__Passage du texte__.
################

Apporter de la sérénité aux autistes avec les huiles essentielles
À l'hôpital Dufresne-Sommeiller, en Haute-Savoie, la médecin gériatre Maria Zimmer développe un protocole aromatique à destination des patients atteints de trouble autistique. Rituels respiratoires quotidiens, massages en situation de crise… Une seule fragrance peut être synonyme de relaxation.
Zn 2013, alors qu’elle travaille à l’hôpital de Saint-Julien-en-Genevois (74), la gériatre Maria Zimmer découvre les massages aromatiques relaxants. Forte de cette expérience, elle propose le recours aux huiles essentielles (HE) dès qu’elle intègre en 2020 l’unité de soins palliatifs de l’hôpital haut-savoyard Dufresne-Sommeiller. « Il y avait un “vide olfactif” dans le service, mais j’ai senti que l’équipe était intéressée et la direction ouverte à l’usage des huiles essentielles », se souvient-elle.
Une équipe pluridisciplinaire
Avec l’aide de la responsable des soignants et le soutien de la direction, elle constitue une équipe de volontaires pluridisciplinaire (kiné, psychomotricienne, socio-esthéticienne, aide-soignante, infirmières, cadre, médecin). Formée par la pharmacienne experte Céline Hilpipre, l’équipe se focalise dans un premier temps sur la mise en place d’un protocole basé sur la diffusion et les massages pour les patients en soins palliatifs.

################

__Entrées de données__.

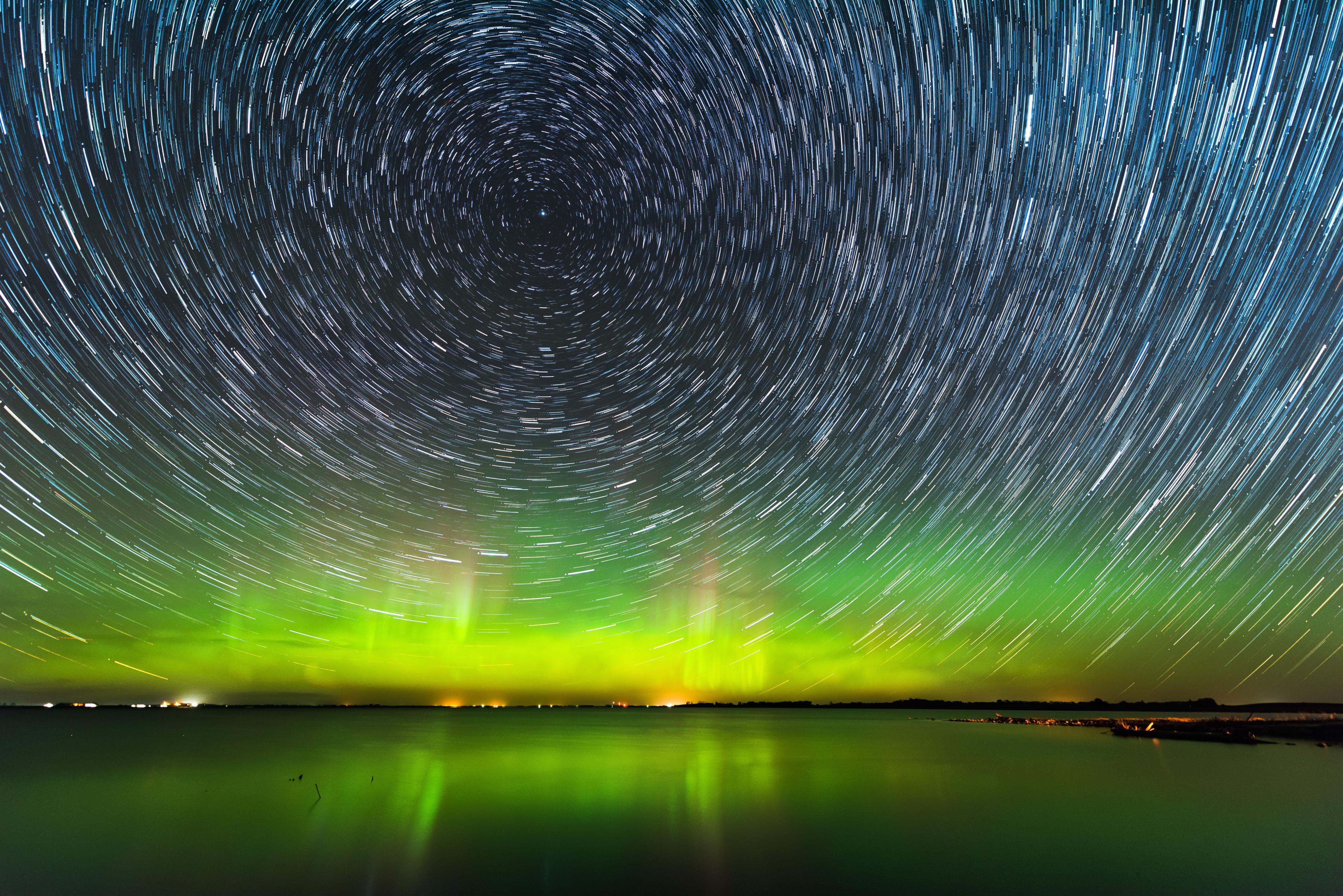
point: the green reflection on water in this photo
(640, 800)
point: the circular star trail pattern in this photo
(711, 348)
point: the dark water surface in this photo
(648, 800)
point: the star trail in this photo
(527, 351)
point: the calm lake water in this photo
(426, 801)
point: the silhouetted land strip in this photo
(1205, 704)
(1221, 730)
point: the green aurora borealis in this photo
(586, 352)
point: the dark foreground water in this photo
(648, 800)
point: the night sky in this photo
(460, 352)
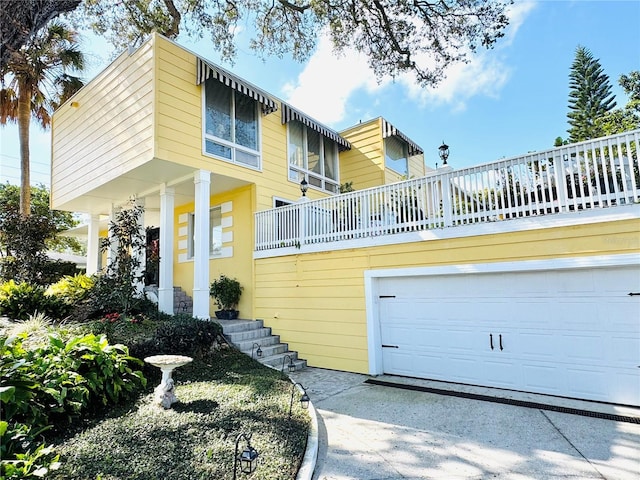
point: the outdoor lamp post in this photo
(444, 152)
(248, 459)
(304, 398)
(258, 351)
(291, 366)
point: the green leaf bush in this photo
(20, 300)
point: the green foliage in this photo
(116, 289)
(25, 240)
(32, 464)
(20, 300)
(64, 377)
(180, 335)
(590, 96)
(226, 292)
(346, 187)
(628, 118)
(220, 396)
(71, 289)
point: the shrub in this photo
(226, 292)
(20, 300)
(71, 289)
(55, 382)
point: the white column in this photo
(165, 287)
(302, 220)
(140, 253)
(202, 180)
(93, 244)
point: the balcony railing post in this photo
(447, 204)
(302, 221)
(588, 175)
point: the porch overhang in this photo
(142, 182)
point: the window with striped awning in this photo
(206, 70)
(389, 130)
(289, 113)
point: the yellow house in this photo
(520, 274)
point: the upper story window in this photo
(215, 233)
(231, 125)
(396, 155)
(313, 156)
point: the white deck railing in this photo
(594, 174)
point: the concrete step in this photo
(231, 326)
(247, 335)
(247, 345)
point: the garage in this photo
(570, 331)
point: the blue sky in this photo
(507, 101)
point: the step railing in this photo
(600, 173)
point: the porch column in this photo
(202, 180)
(93, 244)
(165, 287)
(140, 252)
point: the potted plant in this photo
(226, 293)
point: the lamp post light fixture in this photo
(444, 152)
(304, 186)
(248, 459)
(291, 366)
(304, 398)
(258, 351)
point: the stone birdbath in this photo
(164, 393)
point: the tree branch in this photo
(292, 6)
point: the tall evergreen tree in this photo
(39, 81)
(590, 96)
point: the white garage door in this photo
(572, 333)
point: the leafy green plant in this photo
(19, 300)
(71, 289)
(55, 382)
(116, 290)
(226, 292)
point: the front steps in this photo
(245, 334)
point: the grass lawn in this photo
(220, 396)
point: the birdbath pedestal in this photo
(164, 393)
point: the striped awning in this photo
(389, 130)
(289, 113)
(207, 70)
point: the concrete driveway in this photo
(371, 432)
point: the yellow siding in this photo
(240, 265)
(316, 302)
(364, 163)
(106, 130)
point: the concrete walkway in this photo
(372, 432)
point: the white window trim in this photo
(406, 157)
(226, 143)
(222, 253)
(304, 170)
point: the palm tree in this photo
(38, 83)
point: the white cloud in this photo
(325, 85)
(485, 74)
(323, 88)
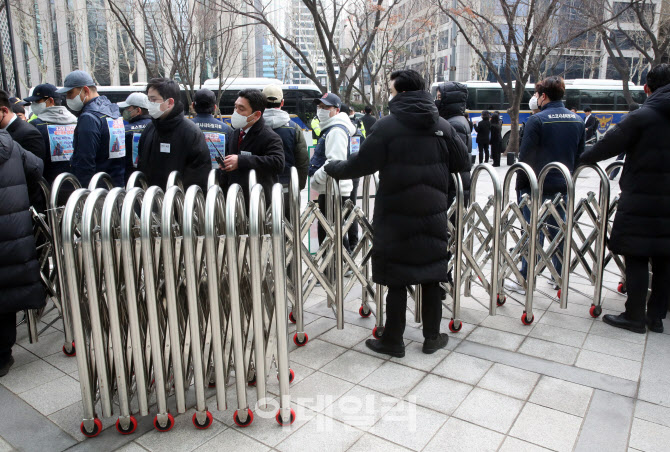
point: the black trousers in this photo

################

__Consigne__.
Répondez à ces questions sur le texte consacré aux huiles essentielles :
(a) Dans quelle région se trouve l'hôpital Dufresne-Sommeiller ?
(b) En quelle année Maria Zimmer intègre-t-elle l'unité de soins palliatifs de cet hôpital ?
(c) Qui a formé l'équipe de volontaires ?

__Réponse rédigée__.
(a) En Haute-Savoie.
(b) En 2020.
(c) La pharmacienne experte Céline Hilpipre.